> **WHAT THIS EXERCISE ASKS**
a) Write out the section on netnography below word for word, starting with "In the analysis" and going on through "the in-person interviews.".
b) Resume the section on netnography after its last sentence and keep writing in the same style.

> **SELECTED TEXT**
+++

Netnography is a new qualitative method developed specifically to investigate consumer behavior on the Internet. Netnography is based on the evaluative standards, the history and the techniques of cultural anthropology (Kozinets 1997, 1998; Kozinets and Handelman 1998). Resulting from a netnographic investigation is the written account derived from the fieldwork conducted in a computer-mediated environment. A large number of methodological tools are currently being adapted that arm consumer behavior researchers interested in studying cultures and communities residing on the Internet (Kozinets 1997, 1998; Kozinets and Handelman 1998).

Netnographic methods require the researcher to become immersed in the activities occurring on the Internet, through observation and participation in a particular site, community, or subculture existing on-line. Clearly, netnography, like cultural anthropology, and cultural studies requires the full participation in the culture being studied. The resulting data from a netnographic investigation are the field notes taken about the researcher’s participation, combined with the text downloaded from the site of interest. In our investigation, the second data set resulted in approximately 200 postings to the bulletin board.

Following research ethics suggested by other researchers involved in netnography (Sharf 1999), we announced on the bulletin board our presence as researchers interested in the topic of empty nest women, and of our plans to prepare research papers on this topic. We believe that we benefitted from the fact that the three members of our research team are women, and that two of the three team members are themselves empty nesters negotiating the same role transition as the participants in the bulletin board.

FINDINGS

In the analysis and interpretation of our data sets four main themes emerged: the distress caused by this role transition and identity transformation; the evaluation and redefinition of self which flowed from this experience of role status change and identity transformation; the use of transitional objects in the reconstruction of self; and enacting love and mothering through production and consumption. We will let our informants illustrate each of the themes we have identified, using representative comments from both the bulletin board and from the in-person interviews.

+++

> **EXTRACTED DATA**
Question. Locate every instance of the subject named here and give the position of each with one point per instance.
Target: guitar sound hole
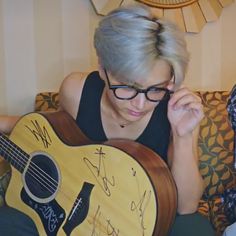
(42, 177)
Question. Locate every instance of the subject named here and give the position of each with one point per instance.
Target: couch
(215, 151)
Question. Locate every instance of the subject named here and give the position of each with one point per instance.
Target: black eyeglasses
(127, 92)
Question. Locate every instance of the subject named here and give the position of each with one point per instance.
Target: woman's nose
(139, 101)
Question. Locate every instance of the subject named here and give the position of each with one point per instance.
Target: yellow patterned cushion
(216, 144)
(216, 157)
(215, 150)
(47, 101)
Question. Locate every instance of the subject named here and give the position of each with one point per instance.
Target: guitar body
(70, 186)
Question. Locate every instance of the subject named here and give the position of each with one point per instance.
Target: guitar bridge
(80, 209)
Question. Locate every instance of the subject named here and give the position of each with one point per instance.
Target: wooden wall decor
(189, 15)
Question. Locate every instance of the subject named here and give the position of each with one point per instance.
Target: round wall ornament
(189, 15)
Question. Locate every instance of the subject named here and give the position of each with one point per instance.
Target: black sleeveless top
(155, 136)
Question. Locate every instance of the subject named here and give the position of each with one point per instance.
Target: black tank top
(155, 136)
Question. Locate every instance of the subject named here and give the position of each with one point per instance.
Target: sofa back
(215, 139)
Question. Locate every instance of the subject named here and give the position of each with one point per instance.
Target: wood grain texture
(133, 191)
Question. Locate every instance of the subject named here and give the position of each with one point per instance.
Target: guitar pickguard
(51, 214)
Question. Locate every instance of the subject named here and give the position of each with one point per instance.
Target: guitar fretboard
(12, 153)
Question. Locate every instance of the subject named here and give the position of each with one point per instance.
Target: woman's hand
(185, 111)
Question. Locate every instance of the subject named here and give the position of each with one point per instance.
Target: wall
(43, 41)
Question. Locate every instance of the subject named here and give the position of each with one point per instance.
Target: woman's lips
(135, 113)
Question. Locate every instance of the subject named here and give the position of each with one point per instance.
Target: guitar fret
(13, 154)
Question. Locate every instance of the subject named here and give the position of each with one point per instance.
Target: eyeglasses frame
(145, 91)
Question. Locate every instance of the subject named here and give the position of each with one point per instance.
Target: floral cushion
(216, 156)
(215, 151)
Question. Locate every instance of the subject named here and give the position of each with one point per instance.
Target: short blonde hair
(129, 41)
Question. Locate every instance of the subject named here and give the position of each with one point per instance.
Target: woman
(137, 93)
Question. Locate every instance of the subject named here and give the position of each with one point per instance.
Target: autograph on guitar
(71, 186)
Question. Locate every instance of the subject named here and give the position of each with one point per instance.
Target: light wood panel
(211, 9)
(193, 18)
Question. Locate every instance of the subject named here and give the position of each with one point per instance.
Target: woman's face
(137, 107)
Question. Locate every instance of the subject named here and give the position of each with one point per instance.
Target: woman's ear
(101, 70)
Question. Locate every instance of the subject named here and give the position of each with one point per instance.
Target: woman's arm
(70, 93)
(185, 113)
(7, 123)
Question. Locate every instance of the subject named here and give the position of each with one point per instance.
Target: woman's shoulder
(70, 92)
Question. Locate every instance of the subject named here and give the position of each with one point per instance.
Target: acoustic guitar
(71, 186)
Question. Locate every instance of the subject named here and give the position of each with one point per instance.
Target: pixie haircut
(130, 40)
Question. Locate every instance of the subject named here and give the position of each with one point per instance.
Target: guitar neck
(12, 153)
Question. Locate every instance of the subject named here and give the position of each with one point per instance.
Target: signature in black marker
(98, 227)
(141, 206)
(99, 171)
(40, 133)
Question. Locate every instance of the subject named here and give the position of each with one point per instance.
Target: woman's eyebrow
(154, 85)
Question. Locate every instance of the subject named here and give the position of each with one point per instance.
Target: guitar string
(22, 162)
(26, 157)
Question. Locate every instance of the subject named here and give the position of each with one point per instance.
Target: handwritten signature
(99, 172)
(40, 133)
(141, 206)
(97, 225)
(50, 216)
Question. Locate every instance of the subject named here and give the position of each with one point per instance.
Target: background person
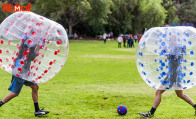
(119, 39)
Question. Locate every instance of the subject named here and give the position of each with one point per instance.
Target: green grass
(95, 80)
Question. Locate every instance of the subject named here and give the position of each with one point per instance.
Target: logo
(7, 7)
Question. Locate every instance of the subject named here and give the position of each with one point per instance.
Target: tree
(3, 15)
(98, 15)
(152, 13)
(70, 11)
(187, 11)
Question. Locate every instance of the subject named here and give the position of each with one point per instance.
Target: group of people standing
(128, 40)
(106, 36)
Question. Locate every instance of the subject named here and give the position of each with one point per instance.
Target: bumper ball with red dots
(122, 110)
(32, 47)
(165, 57)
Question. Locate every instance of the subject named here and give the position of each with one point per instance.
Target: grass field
(95, 80)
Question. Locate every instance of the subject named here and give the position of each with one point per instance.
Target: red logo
(17, 8)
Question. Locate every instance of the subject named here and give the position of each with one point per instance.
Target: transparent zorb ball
(32, 47)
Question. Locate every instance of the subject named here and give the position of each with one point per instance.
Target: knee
(158, 93)
(35, 87)
(14, 94)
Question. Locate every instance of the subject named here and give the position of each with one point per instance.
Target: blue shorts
(17, 84)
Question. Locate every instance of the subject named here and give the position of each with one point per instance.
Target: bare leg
(157, 99)
(9, 96)
(35, 93)
(186, 98)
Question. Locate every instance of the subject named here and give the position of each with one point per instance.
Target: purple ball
(122, 110)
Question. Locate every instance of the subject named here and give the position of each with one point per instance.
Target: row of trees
(93, 17)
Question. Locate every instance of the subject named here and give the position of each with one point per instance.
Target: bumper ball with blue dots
(166, 57)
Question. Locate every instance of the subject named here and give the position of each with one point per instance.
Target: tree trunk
(70, 29)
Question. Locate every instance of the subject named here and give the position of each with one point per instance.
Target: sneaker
(195, 112)
(147, 115)
(41, 112)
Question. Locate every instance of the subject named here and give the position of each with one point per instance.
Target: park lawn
(95, 80)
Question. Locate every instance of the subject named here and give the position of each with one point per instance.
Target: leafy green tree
(120, 21)
(98, 15)
(187, 11)
(69, 11)
(152, 13)
(3, 15)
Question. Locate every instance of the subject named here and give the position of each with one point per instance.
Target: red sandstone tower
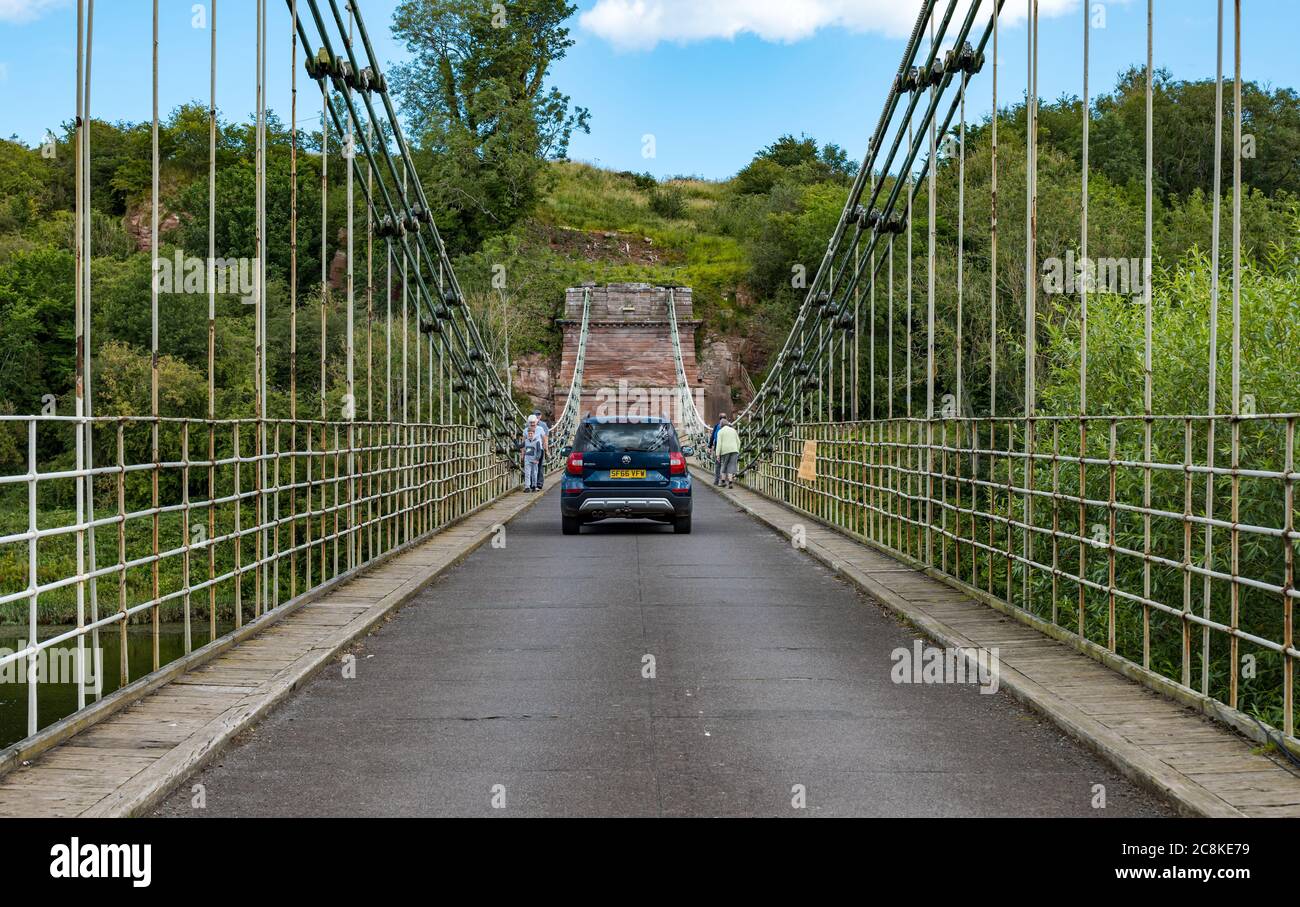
(629, 364)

+++

> **TASK-BY-TASK RESULTS**
a)
In the analysis and interpretation of our data sets four main themes emerged: the distress caused by this role transition and identity transformation; the evaluation and redefinition of self which flowed from this experience of role status change and identity transformation; the use of transitional objects in the reconstruction of self; and enacting love and mothering through production and consumption. We will let our informants illustrate each of the themes we have identified, using representative comments from both the bulletin board and from the in-person interviews.

b)
Role Transition & Identity Transformation

Clearly, the empty nester phase of a woman’s life cycle is a liminal state (van Gennep 1960). Our exploration found that informants’ adjustments are complex, idiosyncratic and affected by many factors including: their relationships to others, especially their children; roles occupied outside the home, including employment, and involvement in church or other organizations; and the length of time spent adjusting to this transition.

In a few cases our informants spoke of only minor difficulty negotiating this transition. For example, Priscilla, an accountant, is weathering this transition with seemingly minor problems in adjustment. She has two daughters, ages 18 and 21. Her oldest daughter has been attending college in another state several hours away for the last three and a half years. Her younger daughter started her college career this year and is approximately an hour and a half away. She often comes home with her laundry on Sunday afternoons. When Priscilla was asked about her life now that her children are grown and moving away, Priscilla responds:

Well, I guess one thing Its’s all [expenses are] budgeted and its predicable, so that, I don’t get surprises that can’t fit into things well. I know that I sound like an accountant talking about budgets, but you know it’s just the way I think. (laughs) I am an accountant. The thing that seems the oddest is how quiet it is in the evening. I used to go home in the evening and I’d rush to make supper and then there’d always be, nearly every day, there’d be a load of laundry. Of course you’ve got to run errands every day or two. Kids going to school for events, and it was very, very busy, and you know we were very stressed because we had to get everything done that had to be done. Now, the evenings are pretty quiet, and too quiet at times. I’ve started working a bit more. Joe’s actually sort of cooking a little bit which he’d never done before. So sometimes, not quite half the time, when I get home it’s made. (Priscilla, in-person interview)

Certainly Priscilla is experiencing and adjusting to a transition in her life as she speaks of the quiet in her home and how it is "too quiet at times." She also alludes to a coping mechanism of working "a bit longer" which she talks about in greater depth later in the interview. Priscilla spends much more time, however, in introducing us to her life now, by talking about the predictability of budgeting, the reduced stress in her life and of her husband’s newly acquired interest in having supper prepared when she arrives home. These changes accompanying her transition to the empty nest stage are discussed positively, although she doesn’t like the quiet that has accompanied her children’s departure, there are many positives that have accompanied this new stage of her life.

However, many more of the women interviewees and all the bulletin board participants articulated difficulty dealing with this transition. The following informant illustrates just how difficult she found this transition to be:

"Hello to all, Melissa here, one daughter, Sandy, age 19. Sandy married on July 7 and moved to England to live. Needless to say B I crashed and burned. It has been 4 months and I am happy to say, I am having some good days, more good days than bad. Between seeing a great doctor and some assistance from prozac, wellbutrin, and ambien, I am making my way back. I am hoping to be drug free soon." (Empty Nest Syndrome Bulletin Board)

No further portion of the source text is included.